(Entries excerpted from a collection)
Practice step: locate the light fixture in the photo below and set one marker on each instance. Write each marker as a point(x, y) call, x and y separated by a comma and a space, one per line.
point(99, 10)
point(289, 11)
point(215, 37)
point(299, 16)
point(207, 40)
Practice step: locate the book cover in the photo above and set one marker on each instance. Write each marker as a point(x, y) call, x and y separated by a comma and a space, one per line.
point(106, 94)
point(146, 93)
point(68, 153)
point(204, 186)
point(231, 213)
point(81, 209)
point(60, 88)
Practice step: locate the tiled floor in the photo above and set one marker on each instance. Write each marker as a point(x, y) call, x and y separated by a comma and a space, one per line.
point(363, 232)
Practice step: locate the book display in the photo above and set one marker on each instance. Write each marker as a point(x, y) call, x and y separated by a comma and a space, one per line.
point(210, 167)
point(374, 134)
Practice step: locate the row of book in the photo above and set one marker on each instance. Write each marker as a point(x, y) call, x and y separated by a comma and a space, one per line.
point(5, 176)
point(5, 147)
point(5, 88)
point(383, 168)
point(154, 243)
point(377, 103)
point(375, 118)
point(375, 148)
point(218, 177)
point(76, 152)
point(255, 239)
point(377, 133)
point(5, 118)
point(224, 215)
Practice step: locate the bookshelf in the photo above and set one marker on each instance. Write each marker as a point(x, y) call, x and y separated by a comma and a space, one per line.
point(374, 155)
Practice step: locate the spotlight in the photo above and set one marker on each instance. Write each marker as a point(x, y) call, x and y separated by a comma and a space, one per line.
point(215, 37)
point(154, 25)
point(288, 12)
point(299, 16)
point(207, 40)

Goal: Edit the entries from the line containing "Practice step: locate the spotlight" up to and including the final line, replacing "marker" with "pin" and leaving everything else unchanged.

Output:
Practice step: locate the spotlight in the photo above and set one pin on each instance. Write each pin as a point(x, y) call, x and y separated by a comma and a space, one per line.
point(215, 37)
point(154, 25)
point(288, 12)
point(299, 16)
point(207, 40)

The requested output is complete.